───── RECORD EXTRACTS ─────

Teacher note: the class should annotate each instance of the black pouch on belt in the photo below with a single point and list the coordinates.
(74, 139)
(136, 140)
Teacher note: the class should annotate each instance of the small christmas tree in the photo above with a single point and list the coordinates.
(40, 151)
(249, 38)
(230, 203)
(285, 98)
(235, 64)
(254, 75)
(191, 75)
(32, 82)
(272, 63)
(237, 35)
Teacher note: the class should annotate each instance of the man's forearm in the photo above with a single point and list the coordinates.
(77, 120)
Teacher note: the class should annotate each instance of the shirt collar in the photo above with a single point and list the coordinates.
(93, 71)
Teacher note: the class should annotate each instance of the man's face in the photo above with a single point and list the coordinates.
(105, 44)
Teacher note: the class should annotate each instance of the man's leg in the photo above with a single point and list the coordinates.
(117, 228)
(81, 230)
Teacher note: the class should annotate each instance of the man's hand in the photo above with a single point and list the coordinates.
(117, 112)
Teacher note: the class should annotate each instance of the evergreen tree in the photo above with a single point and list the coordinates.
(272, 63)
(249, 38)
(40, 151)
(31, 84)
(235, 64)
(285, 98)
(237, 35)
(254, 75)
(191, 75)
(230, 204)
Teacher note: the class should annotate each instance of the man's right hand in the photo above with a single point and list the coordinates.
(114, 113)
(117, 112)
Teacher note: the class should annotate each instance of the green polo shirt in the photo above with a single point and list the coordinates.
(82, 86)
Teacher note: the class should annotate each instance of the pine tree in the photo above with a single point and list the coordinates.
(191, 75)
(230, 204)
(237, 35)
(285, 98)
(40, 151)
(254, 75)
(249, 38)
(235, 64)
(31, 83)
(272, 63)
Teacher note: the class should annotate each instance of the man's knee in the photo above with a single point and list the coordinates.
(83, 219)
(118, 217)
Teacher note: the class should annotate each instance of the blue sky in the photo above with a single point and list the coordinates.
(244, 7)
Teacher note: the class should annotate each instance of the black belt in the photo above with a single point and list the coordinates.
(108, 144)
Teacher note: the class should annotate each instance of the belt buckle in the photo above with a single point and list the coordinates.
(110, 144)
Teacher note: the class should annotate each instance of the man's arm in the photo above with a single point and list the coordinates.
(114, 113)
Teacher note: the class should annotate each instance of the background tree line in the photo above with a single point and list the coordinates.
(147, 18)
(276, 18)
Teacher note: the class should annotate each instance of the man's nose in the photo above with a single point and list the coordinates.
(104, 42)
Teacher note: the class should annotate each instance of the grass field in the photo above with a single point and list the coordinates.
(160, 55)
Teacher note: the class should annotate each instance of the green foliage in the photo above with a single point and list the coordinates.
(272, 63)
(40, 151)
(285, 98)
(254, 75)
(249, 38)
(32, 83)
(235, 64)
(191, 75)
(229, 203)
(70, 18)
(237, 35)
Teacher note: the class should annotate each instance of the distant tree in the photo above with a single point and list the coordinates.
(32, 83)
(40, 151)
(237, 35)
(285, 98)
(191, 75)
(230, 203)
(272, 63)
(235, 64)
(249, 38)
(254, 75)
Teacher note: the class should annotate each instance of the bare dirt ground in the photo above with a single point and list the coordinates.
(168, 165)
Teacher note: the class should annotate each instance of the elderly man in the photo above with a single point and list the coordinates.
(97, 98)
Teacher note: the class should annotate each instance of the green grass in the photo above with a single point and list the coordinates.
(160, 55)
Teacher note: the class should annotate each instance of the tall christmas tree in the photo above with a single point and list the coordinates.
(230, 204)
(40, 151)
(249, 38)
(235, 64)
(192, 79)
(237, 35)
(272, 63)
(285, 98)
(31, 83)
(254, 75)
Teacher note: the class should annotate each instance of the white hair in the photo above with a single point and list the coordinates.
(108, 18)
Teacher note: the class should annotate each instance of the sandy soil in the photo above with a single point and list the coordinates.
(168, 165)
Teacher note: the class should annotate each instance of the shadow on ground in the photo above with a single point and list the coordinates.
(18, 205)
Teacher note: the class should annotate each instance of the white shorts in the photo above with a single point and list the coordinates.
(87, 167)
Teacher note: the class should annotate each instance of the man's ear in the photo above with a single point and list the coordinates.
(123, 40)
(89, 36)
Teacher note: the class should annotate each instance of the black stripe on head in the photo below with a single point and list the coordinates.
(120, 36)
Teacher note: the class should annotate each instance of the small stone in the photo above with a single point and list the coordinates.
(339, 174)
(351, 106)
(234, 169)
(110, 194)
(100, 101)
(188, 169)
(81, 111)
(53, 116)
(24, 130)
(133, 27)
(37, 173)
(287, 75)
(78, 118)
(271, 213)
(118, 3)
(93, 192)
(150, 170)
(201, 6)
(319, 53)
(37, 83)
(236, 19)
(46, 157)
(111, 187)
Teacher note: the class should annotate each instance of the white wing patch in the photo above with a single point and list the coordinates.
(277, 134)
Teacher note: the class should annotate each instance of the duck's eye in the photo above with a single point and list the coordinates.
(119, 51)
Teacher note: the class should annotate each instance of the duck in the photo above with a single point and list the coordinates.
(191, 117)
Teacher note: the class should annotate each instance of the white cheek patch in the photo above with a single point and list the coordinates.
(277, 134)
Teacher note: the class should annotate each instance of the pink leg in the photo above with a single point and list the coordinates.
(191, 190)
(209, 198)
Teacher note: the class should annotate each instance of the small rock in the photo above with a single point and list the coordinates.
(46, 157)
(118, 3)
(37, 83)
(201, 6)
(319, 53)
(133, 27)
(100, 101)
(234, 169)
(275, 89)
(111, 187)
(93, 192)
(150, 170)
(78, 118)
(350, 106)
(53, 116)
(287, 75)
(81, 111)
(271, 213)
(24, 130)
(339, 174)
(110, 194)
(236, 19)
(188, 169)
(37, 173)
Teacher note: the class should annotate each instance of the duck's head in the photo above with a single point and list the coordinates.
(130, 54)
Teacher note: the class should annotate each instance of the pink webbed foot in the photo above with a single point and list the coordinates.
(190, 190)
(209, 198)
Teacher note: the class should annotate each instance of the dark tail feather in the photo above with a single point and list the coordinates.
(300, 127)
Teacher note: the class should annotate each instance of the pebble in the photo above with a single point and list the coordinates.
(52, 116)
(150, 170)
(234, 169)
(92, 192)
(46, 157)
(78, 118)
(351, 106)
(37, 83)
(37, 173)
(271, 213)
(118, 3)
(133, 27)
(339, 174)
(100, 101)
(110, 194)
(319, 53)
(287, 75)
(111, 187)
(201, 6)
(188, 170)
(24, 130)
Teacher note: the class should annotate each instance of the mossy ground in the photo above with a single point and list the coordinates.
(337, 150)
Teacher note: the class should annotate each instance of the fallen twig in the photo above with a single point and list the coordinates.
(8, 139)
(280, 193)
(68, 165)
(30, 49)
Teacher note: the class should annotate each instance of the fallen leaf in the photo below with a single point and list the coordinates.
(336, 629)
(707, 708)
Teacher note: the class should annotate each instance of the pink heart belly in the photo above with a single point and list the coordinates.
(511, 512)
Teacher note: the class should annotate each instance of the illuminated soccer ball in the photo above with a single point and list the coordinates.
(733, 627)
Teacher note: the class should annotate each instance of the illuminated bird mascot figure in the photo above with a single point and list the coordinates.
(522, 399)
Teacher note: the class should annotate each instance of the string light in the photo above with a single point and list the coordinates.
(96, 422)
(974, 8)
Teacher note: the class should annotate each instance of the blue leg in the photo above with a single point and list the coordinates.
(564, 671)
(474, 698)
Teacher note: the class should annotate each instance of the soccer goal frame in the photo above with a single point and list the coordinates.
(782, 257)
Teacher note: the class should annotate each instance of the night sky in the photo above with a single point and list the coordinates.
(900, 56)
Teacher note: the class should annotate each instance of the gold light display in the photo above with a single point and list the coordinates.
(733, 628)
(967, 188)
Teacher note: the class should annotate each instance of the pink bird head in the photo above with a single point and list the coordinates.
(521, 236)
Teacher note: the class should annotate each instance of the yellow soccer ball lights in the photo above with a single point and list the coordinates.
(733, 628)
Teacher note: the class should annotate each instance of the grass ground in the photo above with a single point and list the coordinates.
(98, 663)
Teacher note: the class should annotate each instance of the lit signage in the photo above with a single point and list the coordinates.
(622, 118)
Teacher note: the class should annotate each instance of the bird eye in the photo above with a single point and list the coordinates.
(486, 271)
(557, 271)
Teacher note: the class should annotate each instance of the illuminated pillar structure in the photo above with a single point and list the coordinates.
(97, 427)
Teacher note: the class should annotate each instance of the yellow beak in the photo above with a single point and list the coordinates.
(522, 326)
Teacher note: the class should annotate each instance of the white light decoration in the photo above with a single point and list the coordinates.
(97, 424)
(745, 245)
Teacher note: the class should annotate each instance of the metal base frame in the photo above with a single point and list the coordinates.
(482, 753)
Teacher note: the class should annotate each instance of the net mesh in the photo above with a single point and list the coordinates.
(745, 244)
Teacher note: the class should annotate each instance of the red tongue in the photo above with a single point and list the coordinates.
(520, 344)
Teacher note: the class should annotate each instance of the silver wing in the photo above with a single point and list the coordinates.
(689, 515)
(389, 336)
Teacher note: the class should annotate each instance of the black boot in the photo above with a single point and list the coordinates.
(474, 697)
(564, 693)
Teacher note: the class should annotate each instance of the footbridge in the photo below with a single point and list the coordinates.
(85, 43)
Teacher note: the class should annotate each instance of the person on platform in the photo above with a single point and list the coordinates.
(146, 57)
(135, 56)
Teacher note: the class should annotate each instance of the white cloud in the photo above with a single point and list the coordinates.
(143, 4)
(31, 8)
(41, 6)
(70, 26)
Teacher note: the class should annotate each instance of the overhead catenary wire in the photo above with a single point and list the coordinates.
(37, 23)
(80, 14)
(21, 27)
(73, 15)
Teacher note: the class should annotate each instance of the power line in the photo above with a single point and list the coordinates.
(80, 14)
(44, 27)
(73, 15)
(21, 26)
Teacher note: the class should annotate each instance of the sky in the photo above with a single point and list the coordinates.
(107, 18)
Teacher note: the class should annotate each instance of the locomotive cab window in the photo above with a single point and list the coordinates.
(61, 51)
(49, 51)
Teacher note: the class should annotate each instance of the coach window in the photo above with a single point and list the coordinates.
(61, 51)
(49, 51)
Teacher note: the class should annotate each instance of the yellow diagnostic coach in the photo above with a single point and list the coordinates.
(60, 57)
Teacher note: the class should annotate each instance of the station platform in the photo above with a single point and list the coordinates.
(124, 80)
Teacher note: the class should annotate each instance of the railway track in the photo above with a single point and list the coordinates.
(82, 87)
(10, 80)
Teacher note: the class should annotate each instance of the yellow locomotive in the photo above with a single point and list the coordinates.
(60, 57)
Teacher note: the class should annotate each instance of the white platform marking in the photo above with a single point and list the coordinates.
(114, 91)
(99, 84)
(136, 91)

─────

» WORK TASK
The line containing "of the locomotive" and each line after it through the end of the listing above must be printed exactly, with nothing added.

» YOUR RESPONSE
Teacher note: the class should annotate each instance of the locomotive cab window in the photo above with a single point and list the coordinates.
(61, 51)
(49, 51)
Teacher note: the class should annotate each instance of the coach window in the photo above with a single point and list the coordinates.
(61, 51)
(49, 51)
Teacher note: the class should annotate each instance of the yellow diagnostic coach in the photo above with a single point and list the coordinates.
(60, 57)
Teacher note: the class should annotate each instance of the station platform in the photo above with a single point and list the coordinates.
(124, 80)
Teacher note: the class should annotate each instance of the railway track in the photo above with a single point and list the coordinates.
(82, 87)
(10, 80)
Teacher note: the class should annotate each instance of the yellow locomotive in the photo above with a single point and list the coordinates.
(60, 57)
Teacher note: the class should annotate each instance of the white platform marking in the photo above with a single point and list the coordinates.
(114, 91)
(99, 84)
(136, 91)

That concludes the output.